- **Information shown**
** Begin **

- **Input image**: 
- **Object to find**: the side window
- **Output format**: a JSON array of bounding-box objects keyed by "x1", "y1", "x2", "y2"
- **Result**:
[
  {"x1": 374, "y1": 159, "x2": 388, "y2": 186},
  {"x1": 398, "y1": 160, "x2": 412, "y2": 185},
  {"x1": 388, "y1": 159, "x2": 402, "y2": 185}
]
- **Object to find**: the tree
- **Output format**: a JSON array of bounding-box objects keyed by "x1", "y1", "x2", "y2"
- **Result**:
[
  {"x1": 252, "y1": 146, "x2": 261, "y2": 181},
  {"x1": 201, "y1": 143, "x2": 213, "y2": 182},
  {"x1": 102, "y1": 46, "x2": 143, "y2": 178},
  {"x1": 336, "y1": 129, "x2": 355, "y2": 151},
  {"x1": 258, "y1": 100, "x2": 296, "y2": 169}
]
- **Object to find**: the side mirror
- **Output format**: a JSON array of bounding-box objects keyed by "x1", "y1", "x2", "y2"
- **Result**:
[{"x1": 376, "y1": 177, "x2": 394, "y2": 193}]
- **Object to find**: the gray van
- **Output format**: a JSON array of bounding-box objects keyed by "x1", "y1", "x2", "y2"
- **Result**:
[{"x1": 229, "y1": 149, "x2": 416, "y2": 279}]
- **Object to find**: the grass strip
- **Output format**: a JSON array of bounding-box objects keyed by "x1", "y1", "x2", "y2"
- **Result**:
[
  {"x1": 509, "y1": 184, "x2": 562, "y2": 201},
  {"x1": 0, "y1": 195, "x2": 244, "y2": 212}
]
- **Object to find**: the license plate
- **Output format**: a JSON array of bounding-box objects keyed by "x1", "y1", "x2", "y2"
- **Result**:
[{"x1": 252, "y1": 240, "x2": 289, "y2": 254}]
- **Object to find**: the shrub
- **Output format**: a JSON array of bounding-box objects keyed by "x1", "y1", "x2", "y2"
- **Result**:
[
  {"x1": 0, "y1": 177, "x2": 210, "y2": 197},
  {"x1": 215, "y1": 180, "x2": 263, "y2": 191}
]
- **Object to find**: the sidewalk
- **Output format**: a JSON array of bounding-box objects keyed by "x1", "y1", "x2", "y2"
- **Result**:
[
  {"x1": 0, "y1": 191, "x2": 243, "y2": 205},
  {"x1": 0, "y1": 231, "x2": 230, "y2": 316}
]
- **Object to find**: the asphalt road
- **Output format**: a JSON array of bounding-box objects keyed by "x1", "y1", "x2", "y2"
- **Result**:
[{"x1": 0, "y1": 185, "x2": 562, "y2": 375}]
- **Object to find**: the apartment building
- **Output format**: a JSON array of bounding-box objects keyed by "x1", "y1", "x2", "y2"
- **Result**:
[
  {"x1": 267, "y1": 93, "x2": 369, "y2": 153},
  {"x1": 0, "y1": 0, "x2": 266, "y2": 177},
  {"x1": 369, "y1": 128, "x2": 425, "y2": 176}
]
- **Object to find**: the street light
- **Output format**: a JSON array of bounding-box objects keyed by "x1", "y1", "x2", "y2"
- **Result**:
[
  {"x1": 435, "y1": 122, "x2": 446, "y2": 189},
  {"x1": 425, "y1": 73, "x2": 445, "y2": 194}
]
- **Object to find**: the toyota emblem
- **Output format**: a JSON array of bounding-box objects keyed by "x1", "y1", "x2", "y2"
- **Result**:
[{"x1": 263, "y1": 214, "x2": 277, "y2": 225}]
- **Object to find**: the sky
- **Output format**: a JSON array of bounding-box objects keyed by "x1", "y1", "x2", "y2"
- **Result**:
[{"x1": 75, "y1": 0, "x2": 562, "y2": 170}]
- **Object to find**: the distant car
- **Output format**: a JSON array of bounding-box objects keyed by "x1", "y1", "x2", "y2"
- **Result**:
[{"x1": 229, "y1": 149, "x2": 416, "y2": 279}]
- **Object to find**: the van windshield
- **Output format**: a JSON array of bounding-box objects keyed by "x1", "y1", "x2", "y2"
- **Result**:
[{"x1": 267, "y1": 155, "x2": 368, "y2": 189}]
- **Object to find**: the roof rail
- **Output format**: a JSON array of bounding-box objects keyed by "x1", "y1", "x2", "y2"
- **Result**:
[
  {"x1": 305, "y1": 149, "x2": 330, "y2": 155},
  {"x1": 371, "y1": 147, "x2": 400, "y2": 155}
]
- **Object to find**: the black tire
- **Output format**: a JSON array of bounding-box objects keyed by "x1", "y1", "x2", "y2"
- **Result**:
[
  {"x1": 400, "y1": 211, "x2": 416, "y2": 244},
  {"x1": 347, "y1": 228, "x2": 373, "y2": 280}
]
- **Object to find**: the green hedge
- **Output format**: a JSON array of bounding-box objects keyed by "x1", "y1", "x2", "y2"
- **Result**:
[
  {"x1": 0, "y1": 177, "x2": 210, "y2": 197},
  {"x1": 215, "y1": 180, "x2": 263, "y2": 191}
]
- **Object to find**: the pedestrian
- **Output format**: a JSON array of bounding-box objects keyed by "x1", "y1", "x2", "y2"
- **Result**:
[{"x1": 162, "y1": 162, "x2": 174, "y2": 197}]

** End **

Change every "Object to find" in the material above to "Target object", keeping everything else the same.

- **Exercise result**
- **Input image**: 
- **Target object**: the side window
- **Output format**: a JSON array of bounding-box objects keyed by "x1", "y1", "x2", "y2"
- **Result**:
[
  {"x1": 374, "y1": 159, "x2": 388, "y2": 186},
  {"x1": 398, "y1": 160, "x2": 412, "y2": 185},
  {"x1": 388, "y1": 159, "x2": 402, "y2": 185}
]
- **Target object**: the tree
- **Output format**: a JSON array of bounding-box objects keyed by "x1", "y1", "x2", "y2"
- **Result**:
[
  {"x1": 252, "y1": 146, "x2": 261, "y2": 181},
  {"x1": 201, "y1": 143, "x2": 213, "y2": 182},
  {"x1": 102, "y1": 46, "x2": 143, "y2": 178},
  {"x1": 336, "y1": 129, "x2": 355, "y2": 151},
  {"x1": 258, "y1": 100, "x2": 296, "y2": 169}
]
- **Target object**: the side mirror
- **Output format**: a JSON array of bounding-box objects keyed by "x1", "y1", "x2", "y2"
- **Result**:
[{"x1": 376, "y1": 177, "x2": 394, "y2": 193}]
- **Target object**: the gray van
- **Output format**: a JSON array of bounding-box objects keyed by "x1", "y1", "x2", "y2"
- **Result**:
[{"x1": 229, "y1": 149, "x2": 416, "y2": 279}]
- **Target object**: the grass strip
- **Output format**: a JSON array of bounding-box objects keyed by "x1", "y1", "x2", "y2"
- **Result**:
[
  {"x1": 509, "y1": 184, "x2": 562, "y2": 201},
  {"x1": 0, "y1": 195, "x2": 244, "y2": 212}
]
- **Target object**: the license plate
- **Output format**: a JSON array of bounding-box objects keyed by "x1", "y1", "x2", "y2"
- **Result**:
[{"x1": 252, "y1": 240, "x2": 289, "y2": 254}]
- **Target object**: the shrub
- **Output format**: a JSON array of bounding-box objects keyed by "x1", "y1", "x2", "y2"
- **Result**:
[
  {"x1": 0, "y1": 177, "x2": 210, "y2": 197},
  {"x1": 215, "y1": 180, "x2": 263, "y2": 191}
]
- **Target object**: the sidewalk
- **Output format**: a JSON array of bounding-box objects keyed by "x1", "y1", "x2", "y2"
- **Result**:
[
  {"x1": 0, "y1": 191, "x2": 243, "y2": 205},
  {"x1": 0, "y1": 231, "x2": 230, "y2": 316}
]
- **Target object**: the asphalt road
- **Output format**: a JSON array of bounding-box objects keyed by "x1", "y1", "x2", "y2"
- **Result**:
[{"x1": 0, "y1": 185, "x2": 562, "y2": 375}]
- **Target object**: the apartment building
- **Output format**: a JSON array of bounding-box objects keyed by "x1", "y1", "x2", "y2"
- **Result**:
[
  {"x1": 267, "y1": 93, "x2": 369, "y2": 153},
  {"x1": 0, "y1": 0, "x2": 266, "y2": 177},
  {"x1": 369, "y1": 128, "x2": 425, "y2": 176}
]
- **Target object**: the street light
- **Output format**: a JSON array of bounding-box objects keyed by "x1", "y1", "x2", "y2"
- **Result**:
[
  {"x1": 435, "y1": 122, "x2": 446, "y2": 189},
  {"x1": 425, "y1": 73, "x2": 445, "y2": 194}
]
- **Target object**: the toyota emblem
- **Output format**: a JSON array of bounding-box objects keyed by "x1", "y1", "x2", "y2"
- **Result**:
[{"x1": 263, "y1": 214, "x2": 277, "y2": 225}]
- **Target object**: the sky
- **Output format**: a JSON array of bounding-box objects keyed by "x1", "y1", "x2", "y2"
- **Result**:
[{"x1": 75, "y1": 0, "x2": 562, "y2": 170}]
- **Target object**: the distant car
- **Output format**: a JSON array of bounding-box objects keyed by "x1", "y1", "x2", "y2"
- **Result**:
[{"x1": 229, "y1": 149, "x2": 416, "y2": 279}]
- **Target object**: the van windshield
- **Output format**: a JSON array of bounding-box objects keyed by "x1", "y1", "x2", "y2"
- **Result**:
[{"x1": 267, "y1": 155, "x2": 368, "y2": 189}]
- **Target object**: the roof rail
- **Output format**: a JSON array of bounding-box objects keyed by "x1", "y1", "x2", "y2"
- **Result**:
[
  {"x1": 305, "y1": 149, "x2": 330, "y2": 155},
  {"x1": 371, "y1": 147, "x2": 400, "y2": 155}
]
- **Target object**: the black tire
- **Output format**: a JSON array of bounding-box objects keyed by "x1", "y1", "x2", "y2"
- **Result**:
[
  {"x1": 400, "y1": 211, "x2": 416, "y2": 244},
  {"x1": 347, "y1": 228, "x2": 373, "y2": 280}
]
- **Target object**: the green hedge
- **Output format**: a JSON array of bounding-box objects keyed by "x1", "y1", "x2", "y2"
- **Result**:
[
  {"x1": 0, "y1": 177, "x2": 210, "y2": 197},
  {"x1": 215, "y1": 180, "x2": 263, "y2": 191}
]
- **Target object**: the pedestrian
- **Output format**: a JSON array of bounding-box objects keyed by "x1", "y1", "x2", "y2"
- **Result**:
[{"x1": 162, "y1": 162, "x2": 174, "y2": 197}]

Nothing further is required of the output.